Rows from a dataset
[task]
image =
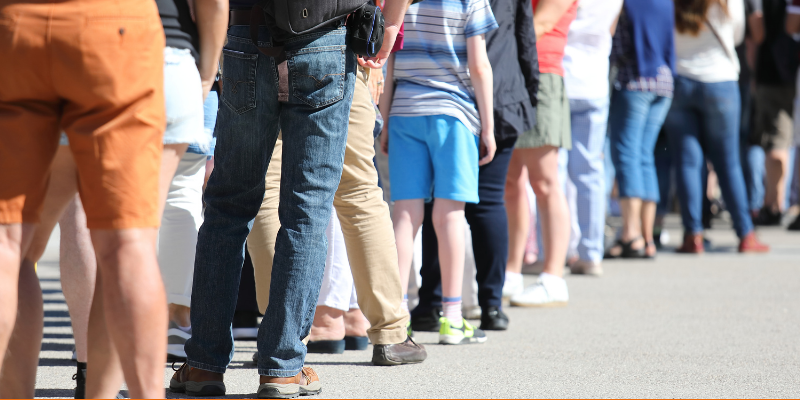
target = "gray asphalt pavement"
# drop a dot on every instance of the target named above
(716, 325)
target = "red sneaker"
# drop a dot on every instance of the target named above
(750, 244)
(692, 244)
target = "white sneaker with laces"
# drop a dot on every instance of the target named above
(548, 291)
(513, 285)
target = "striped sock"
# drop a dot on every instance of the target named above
(452, 309)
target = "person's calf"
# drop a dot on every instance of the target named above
(355, 324)
(134, 306)
(328, 324)
(18, 378)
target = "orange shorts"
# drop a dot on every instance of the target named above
(95, 70)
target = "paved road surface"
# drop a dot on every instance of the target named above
(718, 325)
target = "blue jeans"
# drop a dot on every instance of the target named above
(704, 123)
(634, 122)
(321, 76)
(585, 167)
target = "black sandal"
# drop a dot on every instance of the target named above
(647, 245)
(627, 250)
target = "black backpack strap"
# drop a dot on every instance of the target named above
(256, 20)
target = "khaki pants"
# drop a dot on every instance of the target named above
(366, 225)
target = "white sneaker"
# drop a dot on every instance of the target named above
(548, 291)
(513, 285)
(176, 339)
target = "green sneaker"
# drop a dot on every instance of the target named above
(464, 334)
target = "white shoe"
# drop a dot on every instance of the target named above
(513, 285)
(548, 291)
(586, 267)
(176, 339)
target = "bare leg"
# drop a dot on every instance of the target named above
(518, 212)
(448, 221)
(542, 163)
(134, 309)
(14, 241)
(355, 323)
(78, 272)
(104, 375)
(407, 217)
(328, 324)
(18, 380)
(777, 164)
(648, 223)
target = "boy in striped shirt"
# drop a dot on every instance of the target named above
(440, 129)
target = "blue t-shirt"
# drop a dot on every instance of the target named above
(431, 71)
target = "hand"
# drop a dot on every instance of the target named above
(207, 84)
(487, 147)
(375, 85)
(385, 139)
(389, 38)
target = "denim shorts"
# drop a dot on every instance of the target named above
(184, 101)
(433, 154)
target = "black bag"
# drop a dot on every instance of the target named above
(365, 27)
(296, 17)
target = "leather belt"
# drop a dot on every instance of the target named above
(239, 17)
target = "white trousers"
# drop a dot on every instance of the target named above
(338, 290)
(177, 237)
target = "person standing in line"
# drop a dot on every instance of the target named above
(644, 54)
(365, 223)
(515, 68)
(704, 118)
(311, 108)
(87, 88)
(536, 155)
(587, 67)
(441, 129)
(775, 92)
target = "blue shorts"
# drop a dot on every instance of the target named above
(433, 154)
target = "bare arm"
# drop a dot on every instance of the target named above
(480, 73)
(386, 104)
(212, 25)
(547, 15)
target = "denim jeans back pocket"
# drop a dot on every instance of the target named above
(317, 75)
(239, 80)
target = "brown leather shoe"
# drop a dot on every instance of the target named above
(407, 352)
(197, 382)
(304, 383)
(692, 244)
(750, 244)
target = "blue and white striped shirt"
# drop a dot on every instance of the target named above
(431, 70)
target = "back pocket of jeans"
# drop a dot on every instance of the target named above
(317, 75)
(239, 80)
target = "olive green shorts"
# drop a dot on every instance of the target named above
(552, 115)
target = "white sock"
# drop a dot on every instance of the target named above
(513, 276)
(452, 309)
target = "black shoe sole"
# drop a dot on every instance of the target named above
(207, 390)
(274, 393)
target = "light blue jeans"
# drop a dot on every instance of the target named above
(585, 169)
(321, 79)
(703, 123)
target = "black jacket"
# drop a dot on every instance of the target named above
(512, 52)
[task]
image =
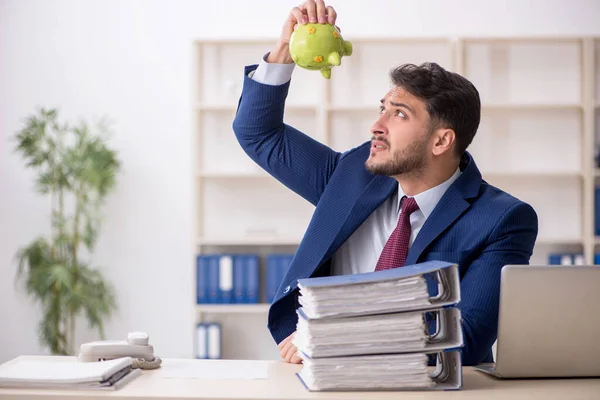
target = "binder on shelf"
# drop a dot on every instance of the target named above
(566, 259)
(239, 280)
(381, 330)
(225, 292)
(252, 279)
(212, 278)
(201, 281)
(597, 210)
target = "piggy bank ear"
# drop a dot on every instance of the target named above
(334, 58)
(347, 48)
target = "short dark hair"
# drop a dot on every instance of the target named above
(451, 100)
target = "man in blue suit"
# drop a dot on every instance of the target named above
(410, 194)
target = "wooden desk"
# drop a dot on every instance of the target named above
(283, 384)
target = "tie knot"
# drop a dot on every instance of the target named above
(409, 205)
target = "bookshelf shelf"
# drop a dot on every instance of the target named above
(233, 308)
(536, 140)
(250, 241)
(232, 175)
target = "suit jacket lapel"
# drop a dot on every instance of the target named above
(451, 206)
(375, 193)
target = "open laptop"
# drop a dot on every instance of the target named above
(549, 322)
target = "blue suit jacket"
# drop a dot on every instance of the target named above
(475, 225)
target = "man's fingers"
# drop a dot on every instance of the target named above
(321, 12)
(331, 15)
(311, 10)
(284, 342)
(298, 15)
(283, 352)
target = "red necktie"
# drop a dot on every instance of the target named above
(396, 249)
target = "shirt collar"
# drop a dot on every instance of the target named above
(428, 199)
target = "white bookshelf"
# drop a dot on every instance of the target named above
(537, 141)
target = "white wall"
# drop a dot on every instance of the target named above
(131, 60)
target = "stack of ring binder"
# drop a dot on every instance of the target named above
(397, 329)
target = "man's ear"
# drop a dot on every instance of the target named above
(443, 141)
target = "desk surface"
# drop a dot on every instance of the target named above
(282, 383)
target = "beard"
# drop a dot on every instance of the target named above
(409, 161)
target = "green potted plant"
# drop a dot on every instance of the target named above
(76, 170)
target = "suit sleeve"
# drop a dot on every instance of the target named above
(300, 162)
(511, 242)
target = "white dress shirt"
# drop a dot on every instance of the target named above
(362, 249)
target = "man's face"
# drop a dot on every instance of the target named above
(400, 136)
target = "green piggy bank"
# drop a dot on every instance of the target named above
(318, 47)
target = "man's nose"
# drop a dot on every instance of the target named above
(378, 128)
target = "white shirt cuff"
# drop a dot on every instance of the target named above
(272, 73)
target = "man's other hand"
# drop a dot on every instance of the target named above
(287, 350)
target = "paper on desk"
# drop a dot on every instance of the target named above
(217, 369)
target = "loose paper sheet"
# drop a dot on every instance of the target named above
(215, 369)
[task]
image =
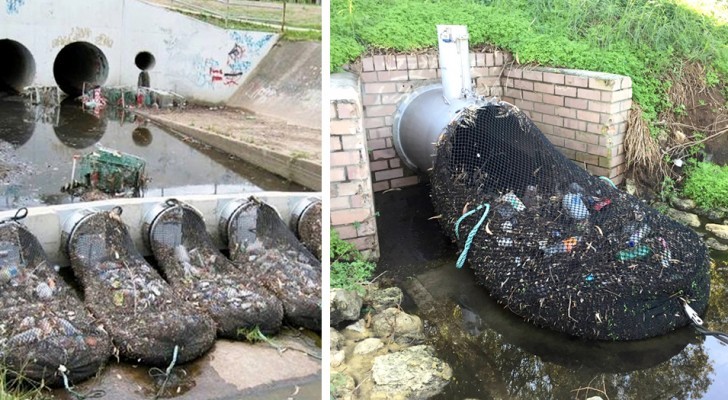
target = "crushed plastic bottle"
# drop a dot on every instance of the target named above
(565, 246)
(665, 254)
(599, 205)
(505, 242)
(635, 253)
(7, 273)
(514, 201)
(575, 206)
(531, 197)
(636, 237)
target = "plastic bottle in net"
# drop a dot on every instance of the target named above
(43, 325)
(573, 254)
(262, 246)
(205, 278)
(144, 317)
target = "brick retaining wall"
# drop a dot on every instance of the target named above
(583, 113)
(352, 202)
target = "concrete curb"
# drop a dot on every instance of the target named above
(303, 172)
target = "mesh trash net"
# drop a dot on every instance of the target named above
(556, 245)
(263, 247)
(206, 279)
(43, 325)
(139, 310)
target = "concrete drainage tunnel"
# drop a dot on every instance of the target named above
(18, 67)
(521, 213)
(80, 64)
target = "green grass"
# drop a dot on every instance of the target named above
(349, 269)
(707, 184)
(289, 35)
(643, 39)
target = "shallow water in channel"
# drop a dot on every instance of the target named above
(496, 355)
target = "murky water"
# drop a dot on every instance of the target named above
(45, 142)
(496, 355)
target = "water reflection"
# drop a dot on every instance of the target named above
(78, 129)
(18, 123)
(142, 136)
(46, 141)
(497, 355)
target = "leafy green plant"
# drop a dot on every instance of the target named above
(643, 39)
(707, 184)
(349, 269)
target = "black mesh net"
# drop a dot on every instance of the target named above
(309, 229)
(144, 317)
(263, 247)
(206, 279)
(43, 325)
(556, 245)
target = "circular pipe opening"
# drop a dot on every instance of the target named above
(18, 67)
(145, 60)
(79, 63)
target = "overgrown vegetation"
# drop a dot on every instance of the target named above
(675, 51)
(349, 269)
(638, 38)
(707, 184)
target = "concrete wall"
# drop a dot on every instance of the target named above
(192, 58)
(286, 85)
(352, 199)
(583, 113)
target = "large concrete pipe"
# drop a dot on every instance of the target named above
(424, 114)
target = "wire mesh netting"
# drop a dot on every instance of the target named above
(263, 247)
(556, 245)
(206, 279)
(43, 325)
(144, 317)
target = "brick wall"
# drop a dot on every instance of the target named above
(583, 113)
(352, 201)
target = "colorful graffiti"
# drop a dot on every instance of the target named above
(13, 6)
(76, 34)
(247, 48)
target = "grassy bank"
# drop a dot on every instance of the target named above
(643, 39)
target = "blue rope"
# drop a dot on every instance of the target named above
(604, 178)
(471, 235)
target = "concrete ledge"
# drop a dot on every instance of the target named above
(303, 172)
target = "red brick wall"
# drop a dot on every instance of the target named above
(352, 202)
(583, 113)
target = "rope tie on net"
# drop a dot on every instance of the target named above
(94, 394)
(698, 324)
(469, 241)
(167, 373)
(609, 181)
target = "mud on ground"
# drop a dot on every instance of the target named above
(295, 141)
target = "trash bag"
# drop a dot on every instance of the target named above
(264, 248)
(144, 317)
(559, 247)
(205, 278)
(43, 325)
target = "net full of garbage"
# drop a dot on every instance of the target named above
(143, 315)
(43, 325)
(205, 278)
(263, 247)
(555, 245)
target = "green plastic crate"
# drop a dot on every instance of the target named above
(112, 171)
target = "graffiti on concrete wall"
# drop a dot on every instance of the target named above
(13, 6)
(76, 34)
(82, 34)
(246, 49)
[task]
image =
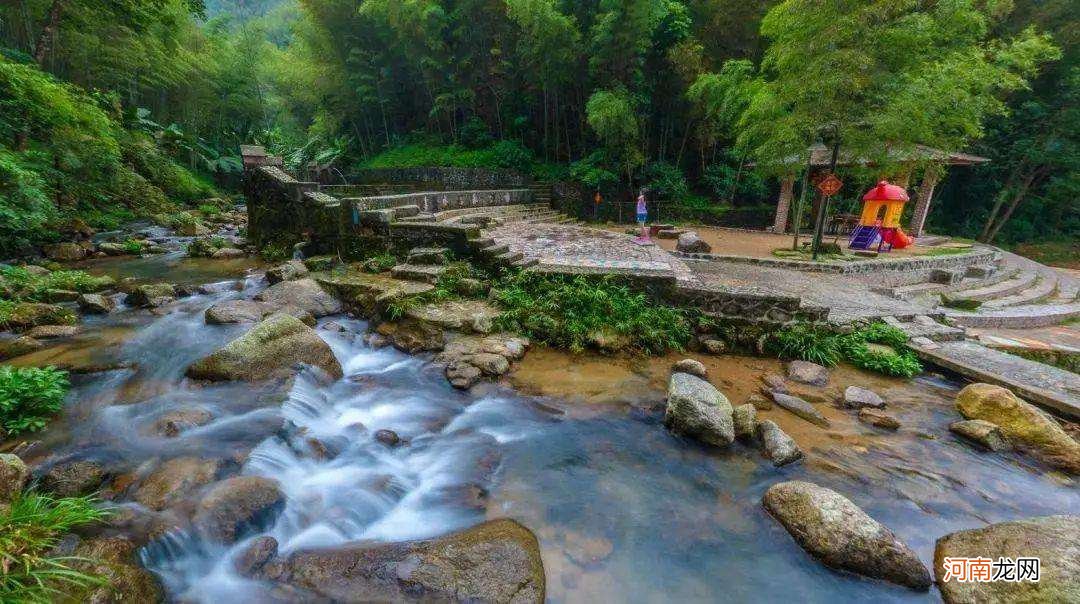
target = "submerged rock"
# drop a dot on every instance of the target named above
(234, 506)
(878, 418)
(805, 372)
(1022, 423)
(14, 474)
(273, 348)
(690, 366)
(777, 445)
(698, 410)
(286, 271)
(744, 418)
(497, 561)
(175, 480)
(800, 407)
(855, 397)
(983, 433)
(305, 294)
(1054, 540)
(841, 535)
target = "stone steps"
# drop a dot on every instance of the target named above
(1044, 289)
(1025, 280)
(422, 273)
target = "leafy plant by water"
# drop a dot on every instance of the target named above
(29, 529)
(578, 312)
(29, 397)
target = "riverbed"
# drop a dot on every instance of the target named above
(572, 446)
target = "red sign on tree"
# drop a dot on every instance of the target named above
(829, 186)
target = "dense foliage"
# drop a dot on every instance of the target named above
(29, 397)
(29, 529)
(579, 312)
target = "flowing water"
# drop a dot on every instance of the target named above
(572, 447)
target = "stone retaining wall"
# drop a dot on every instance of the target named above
(442, 178)
(861, 267)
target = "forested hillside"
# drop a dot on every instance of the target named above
(119, 108)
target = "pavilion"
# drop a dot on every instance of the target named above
(820, 158)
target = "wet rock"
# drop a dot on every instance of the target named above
(73, 479)
(95, 304)
(878, 418)
(17, 347)
(690, 366)
(842, 536)
(301, 293)
(53, 332)
(691, 243)
(25, 316)
(774, 383)
(124, 580)
(1054, 540)
(150, 296)
(801, 408)
(14, 474)
(235, 311)
(859, 398)
(65, 252)
(175, 480)
(497, 561)
(698, 410)
(983, 433)
(1022, 423)
(777, 445)
(744, 418)
(805, 372)
(273, 348)
(462, 375)
(255, 555)
(286, 271)
(235, 506)
(388, 438)
(759, 402)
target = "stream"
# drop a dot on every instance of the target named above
(570, 446)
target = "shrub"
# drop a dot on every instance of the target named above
(29, 396)
(577, 312)
(29, 529)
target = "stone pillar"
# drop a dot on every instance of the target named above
(922, 202)
(784, 204)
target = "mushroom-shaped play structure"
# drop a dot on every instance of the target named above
(879, 224)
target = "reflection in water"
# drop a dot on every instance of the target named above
(624, 511)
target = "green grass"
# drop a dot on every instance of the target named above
(29, 397)
(578, 312)
(29, 529)
(822, 346)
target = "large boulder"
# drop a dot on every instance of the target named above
(1022, 423)
(13, 477)
(497, 561)
(1054, 540)
(235, 506)
(841, 535)
(302, 293)
(237, 311)
(691, 243)
(806, 372)
(698, 410)
(273, 348)
(175, 480)
(777, 445)
(286, 271)
(801, 408)
(95, 304)
(150, 296)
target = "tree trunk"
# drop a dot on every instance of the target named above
(45, 39)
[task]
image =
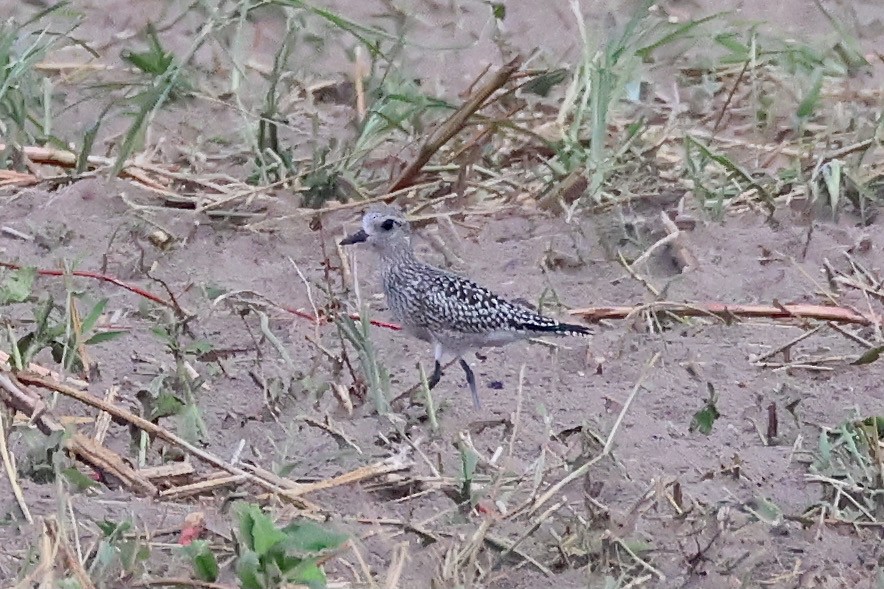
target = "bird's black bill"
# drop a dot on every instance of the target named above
(357, 237)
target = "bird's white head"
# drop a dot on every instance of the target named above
(385, 229)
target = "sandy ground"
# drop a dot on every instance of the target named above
(691, 500)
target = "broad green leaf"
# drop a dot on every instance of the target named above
(16, 287)
(247, 567)
(869, 356)
(309, 537)
(308, 573)
(265, 534)
(104, 337)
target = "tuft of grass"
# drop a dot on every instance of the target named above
(377, 378)
(25, 96)
(269, 556)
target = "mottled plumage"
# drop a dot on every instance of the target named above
(453, 313)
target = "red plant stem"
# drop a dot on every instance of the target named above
(98, 276)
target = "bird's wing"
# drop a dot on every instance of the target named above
(454, 303)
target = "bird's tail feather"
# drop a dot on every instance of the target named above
(556, 328)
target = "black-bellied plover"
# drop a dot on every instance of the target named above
(451, 312)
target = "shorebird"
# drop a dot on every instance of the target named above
(451, 312)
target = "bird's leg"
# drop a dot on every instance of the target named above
(437, 374)
(437, 369)
(471, 380)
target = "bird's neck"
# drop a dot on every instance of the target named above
(397, 253)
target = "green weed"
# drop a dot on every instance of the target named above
(270, 556)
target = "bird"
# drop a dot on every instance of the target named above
(447, 310)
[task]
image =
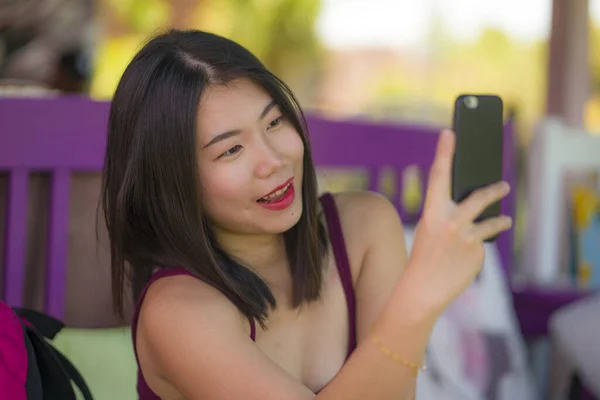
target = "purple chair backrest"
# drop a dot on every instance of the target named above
(56, 136)
(68, 134)
(380, 147)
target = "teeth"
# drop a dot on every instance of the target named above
(278, 193)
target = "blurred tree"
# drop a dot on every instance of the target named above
(281, 33)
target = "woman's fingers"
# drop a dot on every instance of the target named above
(490, 227)
(440, 176)
(470, 208)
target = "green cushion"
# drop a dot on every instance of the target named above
(105, 359)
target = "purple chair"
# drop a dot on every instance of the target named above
(57, 136)
(378, 147)
(68, 134)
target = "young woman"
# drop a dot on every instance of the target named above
(248, 285)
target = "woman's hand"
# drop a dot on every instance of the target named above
(448, 248)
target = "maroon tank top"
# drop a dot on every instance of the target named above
(343, 265)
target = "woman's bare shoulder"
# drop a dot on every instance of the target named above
(363, 216)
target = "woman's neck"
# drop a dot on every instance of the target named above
(261, 253)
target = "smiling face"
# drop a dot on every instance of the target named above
(250, 160)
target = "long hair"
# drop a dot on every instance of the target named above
(150, 186)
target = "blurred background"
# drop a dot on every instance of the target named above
(381, 59)
(381, 63)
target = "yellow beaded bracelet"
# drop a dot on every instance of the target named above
(414, 367)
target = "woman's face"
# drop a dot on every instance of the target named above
(250, 160)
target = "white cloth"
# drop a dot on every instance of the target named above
(476, 350)
(574, 332)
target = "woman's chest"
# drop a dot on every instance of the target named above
(310, 343)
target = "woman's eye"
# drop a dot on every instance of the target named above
(275, 123)
(234, 150)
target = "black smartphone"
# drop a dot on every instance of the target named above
(479, 128)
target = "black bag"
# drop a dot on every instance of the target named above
(49, 374)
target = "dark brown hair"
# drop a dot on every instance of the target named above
(150, 197)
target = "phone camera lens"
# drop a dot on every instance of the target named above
(471, 102)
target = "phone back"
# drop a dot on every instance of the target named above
(479, 128)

• **GIVEN INSTRUCTION**
How many lines of the material above contain the string "graffiti"? Treat case as significant, and give only the number.

• **THE OUTPUT**
2